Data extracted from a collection
<<<<

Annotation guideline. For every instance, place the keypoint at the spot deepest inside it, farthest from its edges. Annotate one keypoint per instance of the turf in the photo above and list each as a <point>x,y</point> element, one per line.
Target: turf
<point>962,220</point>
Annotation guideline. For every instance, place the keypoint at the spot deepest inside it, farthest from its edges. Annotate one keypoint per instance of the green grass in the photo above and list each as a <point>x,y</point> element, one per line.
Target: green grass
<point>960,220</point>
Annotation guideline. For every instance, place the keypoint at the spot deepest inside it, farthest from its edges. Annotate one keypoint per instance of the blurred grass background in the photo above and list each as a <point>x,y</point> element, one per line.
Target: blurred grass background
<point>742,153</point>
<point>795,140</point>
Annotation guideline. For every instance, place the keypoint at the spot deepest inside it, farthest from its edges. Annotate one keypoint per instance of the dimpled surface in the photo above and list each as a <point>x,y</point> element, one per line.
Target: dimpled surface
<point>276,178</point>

>>>>

Reproduce the lines above, swapping every "keypoint" for "marker" and leaving all other text unchanged.

Annotation guideline. For every instance, place the marker at the spot deepest inside it, farthest from its edges. Annotate one marker per instance of the turf in the photo above and list each as a <point>x,y</point> element, one per line.
Target: turf
<point>962,220</point>
Annotation guideline. For every instance, place the marker at the spot deepest inside it, farthest from its edges. Annotate one marker per instance of the green grass in the photo above and list each as a <point>x,y</point> element, one per line.
Target: green grass
<point>960,220</point>
Annotation guideline. For every instance, place the marker at the spot deepest inside it, farthest from its edges. Annotate one marker per instance of the blurred grass background in the photo above and list each as a <point>x,y</point> element, one per line.
Target: blurred grass background
<point>742,153</point>
<point>795,140</point>
Annotation guideline. For every instance, place the marker at the spot deepest inside it, farthest from its edges. Annotate one marker per instance of the dimpled surface in the photo above and list each as a <point>x,y</point> element, one per line.
Target: dimpled surface
<point>276,178</point>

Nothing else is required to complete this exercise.